SUPPLIED TEXT:
--------
Gracy Fernandez, the founder of car rental platform Graventure—a startup backed by Manny Pacquiao, believes that technology company founders have a lot to learn from Swedish firm IKEA which is not just a product innovator but also a supply chain innovator. Here is Fernandez’s take on the issue.
IKEA started way back in 1943, in Sweden at the height of World War II’s shadow over Europe. The founder was only 17 then, and he grew the mail-order business into the big-box furniture retailer known as IKEA today until his resignation from the board in 2013. It is now characterized by its labyrinth of showrooms, its unique taxonomy for Swedish product names - rugs take their namesake from real cities in Sweden or Denmark, while bookshelves are personified with common boy names or occupations and its affordable, everyday prices.
--------
THE RECORDS:
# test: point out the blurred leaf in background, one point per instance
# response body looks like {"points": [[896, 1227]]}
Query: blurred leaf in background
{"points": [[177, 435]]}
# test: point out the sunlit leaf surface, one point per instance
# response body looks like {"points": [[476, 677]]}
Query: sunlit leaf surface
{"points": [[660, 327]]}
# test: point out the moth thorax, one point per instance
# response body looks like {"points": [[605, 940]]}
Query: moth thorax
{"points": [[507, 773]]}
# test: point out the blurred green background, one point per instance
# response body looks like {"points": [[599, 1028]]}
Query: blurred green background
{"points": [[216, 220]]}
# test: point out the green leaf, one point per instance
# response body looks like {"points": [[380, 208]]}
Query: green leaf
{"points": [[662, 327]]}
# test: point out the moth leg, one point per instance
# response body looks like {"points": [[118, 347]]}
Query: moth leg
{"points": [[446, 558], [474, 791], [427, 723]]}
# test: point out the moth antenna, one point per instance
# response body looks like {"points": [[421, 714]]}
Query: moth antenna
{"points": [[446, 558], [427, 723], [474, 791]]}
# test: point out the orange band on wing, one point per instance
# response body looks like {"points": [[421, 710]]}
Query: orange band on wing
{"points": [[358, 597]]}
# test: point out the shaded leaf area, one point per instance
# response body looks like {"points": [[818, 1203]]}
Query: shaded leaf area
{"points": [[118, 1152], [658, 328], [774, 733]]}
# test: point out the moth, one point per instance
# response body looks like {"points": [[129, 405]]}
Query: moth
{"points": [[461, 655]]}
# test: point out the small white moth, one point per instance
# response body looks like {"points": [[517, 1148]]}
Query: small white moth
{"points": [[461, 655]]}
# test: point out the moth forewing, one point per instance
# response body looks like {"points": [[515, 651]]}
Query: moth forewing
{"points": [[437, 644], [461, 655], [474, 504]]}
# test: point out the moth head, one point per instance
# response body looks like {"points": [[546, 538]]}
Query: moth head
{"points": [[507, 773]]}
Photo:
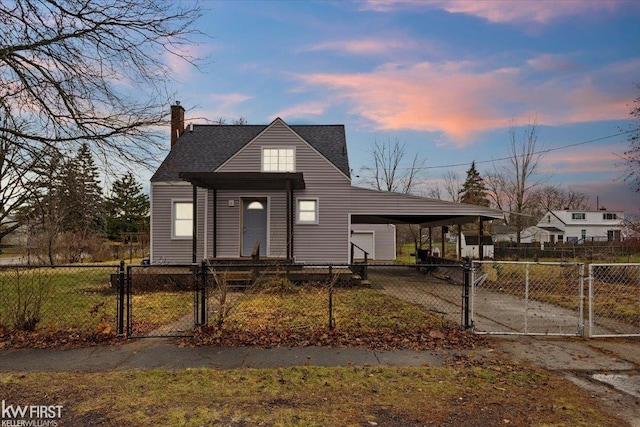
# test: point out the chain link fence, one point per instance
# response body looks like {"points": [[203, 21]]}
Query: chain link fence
{"points": [[524, 298], [162, 300], [299, 301], [75, 299], [302, 299], [614, 300]]}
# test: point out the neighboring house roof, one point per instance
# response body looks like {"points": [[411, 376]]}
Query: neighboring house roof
{"points": [[204, 148], [472, 240]]}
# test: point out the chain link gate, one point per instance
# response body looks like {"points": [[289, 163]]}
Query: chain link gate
{"points": [[614, 300], [526, 298], [165, 300]]}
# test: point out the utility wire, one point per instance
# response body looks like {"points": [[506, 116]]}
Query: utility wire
{"points": [[548, 150]]}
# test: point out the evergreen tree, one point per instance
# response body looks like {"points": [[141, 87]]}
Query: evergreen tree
{"points": [[127, 207], [82, 194], [473, 190]]}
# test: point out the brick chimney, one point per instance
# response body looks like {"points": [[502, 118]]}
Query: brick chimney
{"points": [[177, 122]]}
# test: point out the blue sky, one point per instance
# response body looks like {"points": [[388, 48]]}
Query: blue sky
{"points": [[444, 78]]}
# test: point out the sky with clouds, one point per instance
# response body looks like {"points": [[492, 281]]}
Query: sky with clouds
{"points": [[445, 78]]}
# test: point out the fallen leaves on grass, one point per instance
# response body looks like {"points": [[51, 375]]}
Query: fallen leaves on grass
{"points": [[379, 339]]}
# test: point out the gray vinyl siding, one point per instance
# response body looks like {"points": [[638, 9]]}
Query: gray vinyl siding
{"points": [[326, 241], [384, 239], [164, 249]]}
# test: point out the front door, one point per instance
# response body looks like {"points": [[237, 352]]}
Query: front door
{"points": [[254, 225]]}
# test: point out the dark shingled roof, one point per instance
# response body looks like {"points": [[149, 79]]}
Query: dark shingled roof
{"points": [[208, 146]]}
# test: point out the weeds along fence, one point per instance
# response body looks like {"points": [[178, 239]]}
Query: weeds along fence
{"points": [[287, 299], [587, 251], [614, 300], [78, 299], [527, 298]]}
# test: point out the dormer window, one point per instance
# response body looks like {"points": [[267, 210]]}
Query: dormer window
{"points": [[278, 160]]}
--------
CHALLENGE 1:
Copy the rows word for word, starting at the line containing "# test: point out the dark" and running through the last row, with both ends included.
CHALLENGE 2:
Continue the passage about IKEA's history from the point where it stops.

TASK RESPONSE 1:
# test: point out the dark shingled roof, one point per instance
# response body looks like {"points": [[149, 79]]}
Query: dark shingled roof
{"points": [[208, 146]]}
# test: point out the weeds along fence, one point per instance
# response body looks like {"points": [[178, 239]]}
Query: weeds along fence
{"points": [[287, 299], [587, 251], [614, 300], [78, 299], [527, 298]]}
# test: point out the dormer window, one point per instance
# response body looks like {"points": [[267, 210]]}
Query: dormer window
{"points": [[278, 160]]}

TASK RESPONSE 2:
So what relevance does IKEA, ostensibly a furniture company, have to modern founders in software or hardware? The answer lies in what IKEA is not. At first glance, IKEA may seem like a product business. IKEA, after all, maintains an expansive, ever-changing catalogue of everything from office desks and lamps to living room couches and armchairs, that consumers cannot seem to get enough of - in 2016, the company posted revenue of 35.074 billion euros.
“Yet to think that IKEA is only a furniture company, albeit an especially innovative one, is a misconception, one on the order of believing McDonalds is only a fast food chain, even though it derives most of its revenue from leasing properties from its global real estate portfolio to franchisees.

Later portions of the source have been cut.